Exercises to complete
1) List every play cited in the game report as a highlight of the Tigers' first scoring drive, with the yardage for each.
2) According to the game report, from which school did Maronto arrive, and when?
3) Reproduce the part of the game report between "McKinley’s scoring drive" and "was first down.", inclusive.

------ Text excerpt ------

Maronto was upset, too. His marathon vigils in the film room, which produced a game plan laced with short passes and helped the Tigers stay in the game, were not enough to overcome a McKinley team seen by many as a solid state championship contender.

Maronto fought to get out the words as he spoke with reporters in the Tiger Stadium locker room after delivering the season‑ending address to his troops.

Game action vs. Canton McKinley 1985

“It’s hard to feel anything good about losing to McKinley,” said the man who arrived from Detroit De La Salle High in mid‑June. “But maybe I have to look at it more maturely. I can say this. The kids just spilled their guts.”

The game’s first four possessions developed with the Tigers and the Bulldogs imitating each other.

McKinley received the opening kickoff and had to punt after three plays.

Then the Tigers had to punt after three plays.

Then McKinley scored on a long march. Then the Tigers scored on a longer march.

McKinley’s scoring drive began in Massillon territory after Chris Clax returned a punt 15 yards to the 48. Using Brian Chaney‑to‑Jerome Perrin passes and runs by fullback Percy Snow and the tailback Clax, the Bulldogs marched on six plays to the 6, where it was first down.

Game action vs. Canton McKinley 1985

From there, Snow found a gaping hole on a left‑side trap play and literally trotted into the end zone for a McKinley score with 5:38 left in the first quarter. Mark Smith’s kick made it 7‑0, Bulldogs.

The Tigers started from their 34 after the kickoff. Behind senior Paul Fabianich’s sharpest quarterbacking of the season, the Tigers maneuvered downfield against McKinley’s vaunted angle defense.

Highlights included a 12‑yard pass to Bart Letcavits, a 16‑yard Fabianich scramble (his longest of the season), a 10‑yard strike to Wes Siegenthaler and a 17 yard, third and 10 completion to tight end Derick Newman to the 9.

Had later events favored the Tigers, the completion to Newman would have emerged as one of the most interesting developments in the game.

On the play, Fabianich nimbly darted away from the Bulldog linebacker Perrin. A year ago, Perrin was making tackles in that kind of situation, as his big‑play tackles sparked McKinley to a 17‑6 win and led to a first‑team, All‑Ohio berth for Perrin.

But this time, Fabianich stole the moment and zipped a completion to Newman … who had been a fullback all season.

“We wanted to use Derick as a tight end from the start, but injuries didn’t let us go that way,” Maronto said.

Norris, a junior fullback, plowed six yards up the middle to the 3. On second and goal, Fabianich flicked a quick pass over the right side of the line that barely zipped over the linebacker Snow’s hand and nestled into Newman’s grasp for a touchdown.

Norris changed shoes and lined up for the PAT attempt, but his kick sailed low and wide right, and the score stayed at 7‑6 with 1:31 left in the first quarter.

The game of copycat continued through the rest of the half, which was colored by excellent defense from both sides.

McKinley punted, Massillon punted. Then the Bulldogs punted again, then the Tigers punted again … but this time Ken Hawkins’ boot was partially blocked.

------ Supplied material ------

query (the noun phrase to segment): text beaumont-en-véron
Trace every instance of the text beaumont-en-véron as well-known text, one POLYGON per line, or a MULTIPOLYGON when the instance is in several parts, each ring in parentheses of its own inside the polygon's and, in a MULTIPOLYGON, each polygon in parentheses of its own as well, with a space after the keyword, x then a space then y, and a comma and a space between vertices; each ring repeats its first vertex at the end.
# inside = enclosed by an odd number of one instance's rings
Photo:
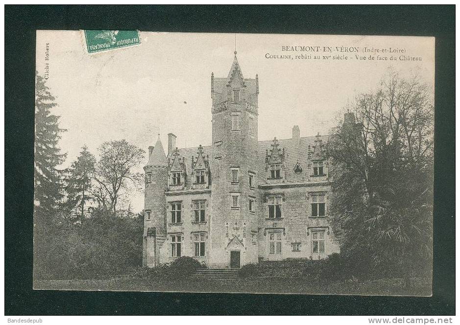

------

Answers given
1)
- 12-yard pass to Bart Letcavits
- 16-yard Fabianich scramble
- 10-yard strike to Wes Siegenthaler
- 17-yard, third-and-10 completion to tight end Derick Newman to the 9

2) He arrived from Detroit De La Salle High in mid-June.

3)
McKinley’s scoring drive began in Massillon territory after Chris Clax returned a punt 15 yards to the 48. Using Brian Chaney‑to‑Jerome Perrin passes and runs by fullback Percy Snow and the tailback Clax, the Bulldogs marched on six plays to the 6, where it was first down.